Dalam program wajib belajar Dikdas 9 tahun disebutkan ada pelayanan pendidikan untuk semua orang (education for all) pada prinsipnya education for all meliputi 3 komponen : ”...(1) Pendidikan dasar semesta (2) Pemberantasan buta huruf dan (3) Pendidikan berkelanjutan...”. (Tim Wajar Pendidikan Dasar, 1991).

      Masyarakat Tertinggal
Arti masyarakat adalah sejumlah manusia dalam arti seluas-luasnya dan terikat oleh suatu kebudayaan yang mereka anggap sama. Sedangkan arti tertinggal adalah: terpencil, terpisah dari yang lain (Purwadarminta, 1986 dan Anto E. Moeliono Dkk, 1989). Pendapat lain sama tapi tak serupa M. Norsanie Darlan (1997) masyarakat tertinggal dapat diartikan juga dengan masyarakat yang bertempat tinggal jauh dari wilayah perkotaan. Namun sebagian warga negara kita keberatan disebut masyarakat terasing. Mereka masih dapat menerima informasi melalui media seperti : radio, dan TV, kecuali media cetak lainnya. Berarti mereka tidak setuju disebut terasing tetapi tidak keberatan disebut masyarakat tertinggal, karena informasi tertulis betul-betul tertinggal bagi mereka.

▶ [Cuplikan Data]:
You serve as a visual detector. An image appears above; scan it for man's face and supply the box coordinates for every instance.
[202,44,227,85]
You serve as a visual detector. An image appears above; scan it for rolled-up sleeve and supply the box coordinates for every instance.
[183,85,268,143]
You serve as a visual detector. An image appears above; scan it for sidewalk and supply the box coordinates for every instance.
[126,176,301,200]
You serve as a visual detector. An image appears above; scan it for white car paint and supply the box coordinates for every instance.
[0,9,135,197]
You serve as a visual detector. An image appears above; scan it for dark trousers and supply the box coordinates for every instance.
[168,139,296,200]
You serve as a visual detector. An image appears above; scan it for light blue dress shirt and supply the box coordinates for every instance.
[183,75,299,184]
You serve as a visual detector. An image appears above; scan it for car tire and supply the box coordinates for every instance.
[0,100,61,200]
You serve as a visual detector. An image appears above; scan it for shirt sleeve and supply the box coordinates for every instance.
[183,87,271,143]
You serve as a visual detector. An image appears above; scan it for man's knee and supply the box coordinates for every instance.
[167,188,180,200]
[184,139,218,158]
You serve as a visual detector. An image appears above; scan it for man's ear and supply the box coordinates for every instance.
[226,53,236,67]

▶ [Bagian Latihan]:
1 – Sunting teks tentang masyarakat tertinggal dengan menuliskan kembali bagiannya yang dimulai pada kata "Dalam program wajib" dan berhenti setelah kata "Pendidikan Dasar, 1991).". Dalam bagian itu, ganti "buta huruf" dengan "buta aksara".
2 – Jawablah pertanyaan berikut berdasarkan teks tentang masyarakat tertinggal.
(a) Apa saja tiga komponen education for all?
(b) Menurut M. Norsanie Darlan (1997), masyarakat tertinggal dapat diartikan sebagai masyarakat yang bagaimana?
(c) Melalui media apa saja mereka masih dapat menerima informasi?
3 – Tulis lanjutan teks tentang masyarakat tertinggal, mulai setelah kalimat terakhirnya.

▶ [Kunci Jawaban]:
1 –
Dalam program wajib belajar Dikdas 9 tahun disebutkan ada pelayanan pendidikan untuk semua orang (education for all) pada prinsipnya education for all meliputi 3 komponen : ”...(1) Pendidikan dasar semesta (2) Pemberantasan buta aksara dan (3) Pendidikan berkelanjutan...”. (Tim Wajar Pendidikan Dasar, 1991).

2 –
(a) Pendidikan dasar semesta, pemberantasan buta huruf, dan pendidikan berkelanjutan.
(b) Masyarakat yang bertempat tinggal jauh dari wilayah perkotaan.
(c) Melalui radio dan TV.

3 –
       Desa Tertinggal
Desa tertinggal berarti karena jauh dari pembangunan kota, sehingga mereka ini karena ketertinggalan tersebut, sulit mengikuti perkembangan pembangunan, termasuk ketertinggalan dalam dunia pendidikan.
     
      Pendidikan Luar Sekolah
Dari berbagai kepustakaan di Indonesia pendidikan non formal/pendidikan luar sekolah dikonsepkan dengan pengertian bahwa: Setiap kesempatan dimana terdapat komunikasi yang teratur dan terarah diluar sekolah, di mana seseorang  memperoleh informasi pengetahuan, latihan ataupun bimbingan sesuai dengan usia dan kebutuhan hidupnya, (Soedomo, 1974 dan Sanapiah Faisal 1981). Sedangkan penulis mengambil pengertian tentang pendidikan luar sekolah yaitu: Suatu pendidikan tak terpisahkan dengan pendidikan formal, namun pelaksanaannya dilakukan di luar sistem persekolahan (M. Norsanie Darlan, 1983).
Pengertian pendidikan nonformal menurut Departemen Pendidikan dan Kebudayaan adalah usaha sadar yang dilakukan untuk membentuk perkembangan kepribadian serta kemampuan anak luar sekolah atau tempatnnya diluar sistem persekolahan sebagaimana yang biasa dikenal.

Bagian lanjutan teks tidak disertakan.